Au cours de la dernière décennie, plusieurs sondages 1 ont tendu à renforcer l’idée que les Allemands, toutes tendances politiques confondues, étaient de fervents partisans du frein à l’endettement constitutionnel adopté en 2009 et réticents à le réformer.
Dans ce contexte, les partis allemands, en particulier de droite et de centre-droit, ont évité de faire des propositions fortes pour réformer le frein à l’endettement lors de la campagne électorale actuelle. Dans son programme électoral, l’Union chrétienne-démocrate (CDU) s’engage à maintenir le frein à l’endettement, tandis que les Libres démocrates (FDP), favorables aux entreprises, et l’Alternative für Deutschland (AfD), d’extrême droite, excluent toute réforme. Les Verts appellent quant à eux à un assouplissement significatif de la politique budgétaire, tandis que les sociaux-démocrates de centre-gauche (SPD) demandent une réforme du dispositif constitutionnel.

## ÉNONCÉ
Recopiez à l'identique l'extrait du texte sur le frein à l'endettement qui commence aux mots « Au cours de » et s'arrête après « à le réformer. ».

## ENTRÉES DE DONNÉES
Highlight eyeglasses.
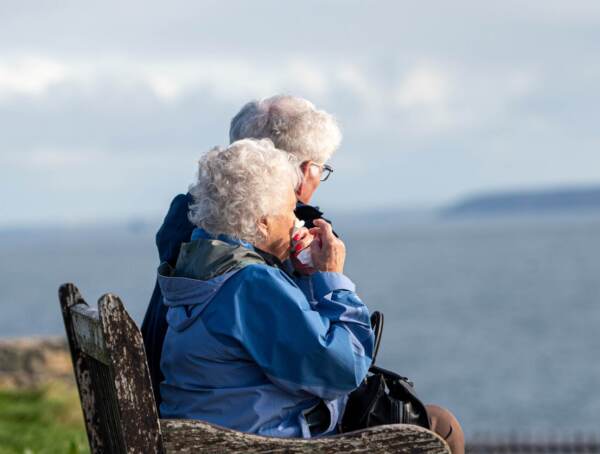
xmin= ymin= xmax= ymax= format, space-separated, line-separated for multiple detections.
xmin=310 ymin=162 xmax=333 ymax=181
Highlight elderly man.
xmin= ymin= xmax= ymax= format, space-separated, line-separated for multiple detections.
xmin=142 ymin=96 xmax=342 ymax=405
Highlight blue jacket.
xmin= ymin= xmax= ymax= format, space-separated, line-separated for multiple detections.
xmin=141 ymin=193 xmax=340 ymax=408
xmin=141 ymin=193 xmax=195 ymax=406
xmin=158 ymin=232 xmax=373 ymax=437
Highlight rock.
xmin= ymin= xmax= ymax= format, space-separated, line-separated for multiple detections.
xmin=0 ymin=337 xmax=74 ymax=388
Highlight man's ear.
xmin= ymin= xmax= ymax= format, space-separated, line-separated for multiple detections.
xmin=296 ymin=161 xmax=313 ymax=200
xmin=257 ymin=216 xmax=269 ymax=239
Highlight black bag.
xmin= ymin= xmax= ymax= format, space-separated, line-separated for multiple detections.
xmin=340 ymin=312 xmax=431 ymax=432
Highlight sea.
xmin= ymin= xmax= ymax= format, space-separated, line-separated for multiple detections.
xmin=0 ymin=215 xmax=600 ymax=436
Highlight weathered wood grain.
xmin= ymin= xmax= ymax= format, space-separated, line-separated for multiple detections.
xmin=98 ymin=294 xmax=164 ymax=454
xmin=160 ymin=419 xmax=450 ymax=454
xmin=58 ymin=284 xmax=110 ymax=453
xmin=71 ymin=304 xmax=110 ymax=366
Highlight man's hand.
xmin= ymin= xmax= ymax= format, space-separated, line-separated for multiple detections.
xmin=310 ymin=219 xmax=346 ymax=273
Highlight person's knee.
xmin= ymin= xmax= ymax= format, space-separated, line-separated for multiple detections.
xmin=426 ymin=405 xmax=465 ymax=454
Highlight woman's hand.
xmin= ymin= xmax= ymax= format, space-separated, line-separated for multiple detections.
xmin=310 ymin=219 xmax=346 ymax=273
xmin=290 ymin=227 xmax=316 ymax=275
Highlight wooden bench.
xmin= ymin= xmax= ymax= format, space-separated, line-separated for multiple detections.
xmin=59 ymin=284 xmax=450 ymax=454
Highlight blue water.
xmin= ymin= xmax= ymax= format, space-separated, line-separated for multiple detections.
xmin=0 ymin=218 xmax=600 ymax=435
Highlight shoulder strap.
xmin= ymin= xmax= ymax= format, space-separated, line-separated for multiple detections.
xmin=371 ymin=311 xmax=383 ymax=367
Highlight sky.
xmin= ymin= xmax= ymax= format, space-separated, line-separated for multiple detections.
xmin=0 ymin=0 xmax=600 ymax=227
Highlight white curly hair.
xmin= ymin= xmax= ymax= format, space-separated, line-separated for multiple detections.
xmin=188 ymin=139 xmax=300 ymax=244
xmin=229 ymin=95 xmax=342 ymax=164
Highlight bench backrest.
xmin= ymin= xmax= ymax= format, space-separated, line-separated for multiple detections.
xmin=59 ymin=284 xmax=164 ymax=453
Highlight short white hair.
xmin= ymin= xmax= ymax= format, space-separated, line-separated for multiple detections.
xmin=188 ymin=139 xmax=300 ymax=244
xmin=229 ymin=95 xmax=342 ymax=164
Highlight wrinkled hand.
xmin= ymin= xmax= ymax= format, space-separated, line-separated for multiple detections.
xmin=290 ymin=227 xmax=316 ymax=275
xmin=310 ymin=219 xmax=346 ymax=273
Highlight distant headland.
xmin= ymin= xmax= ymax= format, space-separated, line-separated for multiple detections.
xmin=440 ymin=185 xmax=600 ymax=218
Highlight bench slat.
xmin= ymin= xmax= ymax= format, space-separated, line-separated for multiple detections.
xmin=71 ymin=304 xmax=110 ymax=366
xmin=160 ymin=419 xmax=450 ymax=454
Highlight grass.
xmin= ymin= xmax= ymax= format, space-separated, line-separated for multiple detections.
xmin=0 ymin=383 xmax=89 ymax=454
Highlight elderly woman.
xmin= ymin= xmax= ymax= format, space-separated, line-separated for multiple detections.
xmin=142 ymin=95 xmax=341 ymax=404
xmin=158 ymin=140 xmax=373 ymax=437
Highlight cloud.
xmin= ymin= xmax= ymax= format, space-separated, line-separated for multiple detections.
xmin=0 ymin=57 xmax=67 ymax=98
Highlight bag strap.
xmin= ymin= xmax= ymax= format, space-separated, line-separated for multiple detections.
xmin=371 ymin=311 xmax=383 ymax=367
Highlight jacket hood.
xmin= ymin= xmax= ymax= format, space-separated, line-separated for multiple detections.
xmin=158 ymin=238 xmax=264 ymax=331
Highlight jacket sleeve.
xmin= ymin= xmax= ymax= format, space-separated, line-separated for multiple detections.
xmin=236 ymin=265 xmax=374 ymax=399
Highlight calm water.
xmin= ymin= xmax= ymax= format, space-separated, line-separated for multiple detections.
xmin=0 ymin=219 xmax=600 ymax=434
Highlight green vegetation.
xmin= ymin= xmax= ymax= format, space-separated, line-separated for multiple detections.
xmin=0 ymin=383 xmax=89 ymax=454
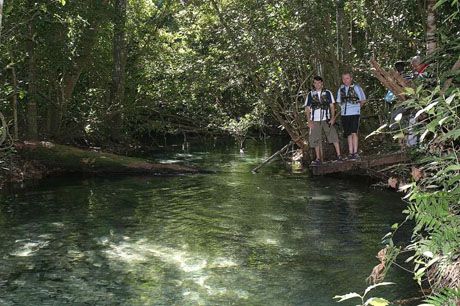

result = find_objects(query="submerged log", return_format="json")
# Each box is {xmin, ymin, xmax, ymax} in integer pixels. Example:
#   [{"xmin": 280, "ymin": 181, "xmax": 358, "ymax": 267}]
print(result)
[
  {"xmin": 15, "ymin": 141, "xmax": 199, "ymax": 175},
  {"xmin": 251, "ymin": 140, "xmax": 294, "ymax": 173},
  {"xmin": 310, "ymin": 152, "xmax": 409, "ymax": 175}
]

## SOLUTION RÉDIGÉE
Au cours de la dernière décennie, plusieurs sondages 1 ont tendu à renforcer l’idée que les Allemands, toutes tendances politiques confondues, étaient de fervents partisans du frein à l’endettement constitutionnel adopté en 2009 et réticents à le réformer.